Task brief: Copy out the records word for word, beginning at the line that contains "Target: paved ground" and stopping after the line that contains "(1143, 782)".

Material:

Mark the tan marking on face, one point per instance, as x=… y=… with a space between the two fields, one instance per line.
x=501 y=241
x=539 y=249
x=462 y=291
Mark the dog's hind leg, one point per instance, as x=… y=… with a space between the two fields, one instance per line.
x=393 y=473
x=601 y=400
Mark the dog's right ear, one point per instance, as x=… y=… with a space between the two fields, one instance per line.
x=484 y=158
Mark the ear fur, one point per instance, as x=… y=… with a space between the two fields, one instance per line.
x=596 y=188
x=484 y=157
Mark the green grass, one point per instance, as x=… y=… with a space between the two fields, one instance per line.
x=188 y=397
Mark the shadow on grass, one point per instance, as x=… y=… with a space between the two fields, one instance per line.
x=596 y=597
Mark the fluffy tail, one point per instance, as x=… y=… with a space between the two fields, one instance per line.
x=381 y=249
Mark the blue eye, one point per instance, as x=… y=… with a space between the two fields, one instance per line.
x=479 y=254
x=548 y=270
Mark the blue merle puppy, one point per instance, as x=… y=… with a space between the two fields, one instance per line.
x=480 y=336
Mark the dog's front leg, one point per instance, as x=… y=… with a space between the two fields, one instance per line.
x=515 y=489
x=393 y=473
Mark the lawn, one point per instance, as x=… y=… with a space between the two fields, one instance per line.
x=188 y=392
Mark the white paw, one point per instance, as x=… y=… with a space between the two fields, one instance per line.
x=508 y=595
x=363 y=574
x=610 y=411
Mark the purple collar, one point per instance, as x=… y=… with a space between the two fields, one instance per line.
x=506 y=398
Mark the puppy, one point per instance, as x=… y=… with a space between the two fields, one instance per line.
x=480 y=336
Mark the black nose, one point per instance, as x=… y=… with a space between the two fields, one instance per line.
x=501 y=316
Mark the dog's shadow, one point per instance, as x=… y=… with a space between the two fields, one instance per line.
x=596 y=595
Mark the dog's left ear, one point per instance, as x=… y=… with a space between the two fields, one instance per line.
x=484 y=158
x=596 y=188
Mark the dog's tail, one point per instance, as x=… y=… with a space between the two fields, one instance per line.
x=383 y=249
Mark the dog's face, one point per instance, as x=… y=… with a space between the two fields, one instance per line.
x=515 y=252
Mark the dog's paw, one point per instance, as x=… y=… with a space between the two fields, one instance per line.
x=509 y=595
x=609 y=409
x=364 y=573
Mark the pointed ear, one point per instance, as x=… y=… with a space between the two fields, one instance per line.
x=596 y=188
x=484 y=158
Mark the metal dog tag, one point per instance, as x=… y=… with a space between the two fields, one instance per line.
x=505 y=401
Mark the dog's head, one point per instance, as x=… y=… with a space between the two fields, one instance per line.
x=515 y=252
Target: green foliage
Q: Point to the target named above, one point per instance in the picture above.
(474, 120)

...

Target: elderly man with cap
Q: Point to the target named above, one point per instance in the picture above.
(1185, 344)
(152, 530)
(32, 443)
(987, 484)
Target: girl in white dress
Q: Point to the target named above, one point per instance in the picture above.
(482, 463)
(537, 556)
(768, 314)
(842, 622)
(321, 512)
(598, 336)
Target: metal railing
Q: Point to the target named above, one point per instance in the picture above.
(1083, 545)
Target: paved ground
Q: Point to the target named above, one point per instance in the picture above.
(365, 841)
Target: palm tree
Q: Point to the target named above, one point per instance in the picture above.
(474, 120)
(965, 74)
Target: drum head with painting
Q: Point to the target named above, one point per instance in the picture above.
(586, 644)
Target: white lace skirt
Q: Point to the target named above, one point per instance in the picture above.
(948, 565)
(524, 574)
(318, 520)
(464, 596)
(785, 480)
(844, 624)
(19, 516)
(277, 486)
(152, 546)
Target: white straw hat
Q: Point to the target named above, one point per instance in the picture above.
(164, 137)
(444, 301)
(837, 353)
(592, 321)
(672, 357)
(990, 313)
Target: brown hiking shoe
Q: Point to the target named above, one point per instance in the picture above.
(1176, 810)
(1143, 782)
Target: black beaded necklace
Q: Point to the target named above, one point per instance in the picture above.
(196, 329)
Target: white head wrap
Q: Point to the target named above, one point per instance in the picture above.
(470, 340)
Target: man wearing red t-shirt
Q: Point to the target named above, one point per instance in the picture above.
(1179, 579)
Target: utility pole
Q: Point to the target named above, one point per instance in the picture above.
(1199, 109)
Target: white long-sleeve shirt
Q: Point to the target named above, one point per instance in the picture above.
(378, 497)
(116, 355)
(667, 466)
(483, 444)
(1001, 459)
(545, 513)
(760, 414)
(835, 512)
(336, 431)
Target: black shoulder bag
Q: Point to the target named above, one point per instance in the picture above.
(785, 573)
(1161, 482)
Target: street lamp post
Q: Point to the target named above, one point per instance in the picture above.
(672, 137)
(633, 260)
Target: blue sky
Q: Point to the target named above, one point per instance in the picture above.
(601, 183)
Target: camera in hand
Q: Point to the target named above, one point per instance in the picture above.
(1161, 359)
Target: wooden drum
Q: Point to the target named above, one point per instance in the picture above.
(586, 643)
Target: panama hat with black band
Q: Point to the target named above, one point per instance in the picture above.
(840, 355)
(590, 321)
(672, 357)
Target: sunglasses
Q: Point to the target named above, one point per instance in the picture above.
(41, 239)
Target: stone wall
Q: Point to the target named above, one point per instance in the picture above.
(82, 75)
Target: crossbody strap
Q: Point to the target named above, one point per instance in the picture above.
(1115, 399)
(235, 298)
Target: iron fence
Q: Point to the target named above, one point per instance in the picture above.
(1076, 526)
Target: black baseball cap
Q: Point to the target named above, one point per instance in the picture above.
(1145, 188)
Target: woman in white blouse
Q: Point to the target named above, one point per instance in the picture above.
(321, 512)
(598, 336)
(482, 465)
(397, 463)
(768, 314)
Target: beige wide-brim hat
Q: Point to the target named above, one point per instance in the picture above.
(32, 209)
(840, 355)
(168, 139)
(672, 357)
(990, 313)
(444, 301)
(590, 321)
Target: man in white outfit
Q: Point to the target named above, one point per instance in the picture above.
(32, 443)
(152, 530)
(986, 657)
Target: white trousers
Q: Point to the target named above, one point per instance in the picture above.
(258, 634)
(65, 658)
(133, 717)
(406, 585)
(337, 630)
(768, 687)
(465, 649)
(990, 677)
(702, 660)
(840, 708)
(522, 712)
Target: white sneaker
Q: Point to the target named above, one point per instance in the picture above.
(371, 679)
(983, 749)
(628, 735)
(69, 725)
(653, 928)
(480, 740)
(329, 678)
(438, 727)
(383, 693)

The result:
Target: paved ground
Q: Point to the target named above, one point per instance in the picture above.
(365, 841)
Target: palm tree
Q: Point to the target named above, one point per instance in the picture above.
(474, 120)
(965, 74)
Target: drum head with painting
Q: Point to the target named above, one point per instance in the picture above.
(586, 644)
Target: white lace skirt
Q: Point to the target named above, one point per instance in the picture above.
(948, 565)
(524, 574)
(318, 520)
(464, 596)
(785, 480)
(844, 624)
(19, 516)
(277, 486)
(152, 546)
Target: white straw hat
Q: Point to the target named above, one point per instance in the picture above.
(164, 137)
(444, 301)
(837, 353)
(592, 321)
(672, 357)
(990, 313)
Target: brown hiking shoe
Q: Point to the target named above, one point per instance in the picture above.
(1176, 810)
(1143, 782)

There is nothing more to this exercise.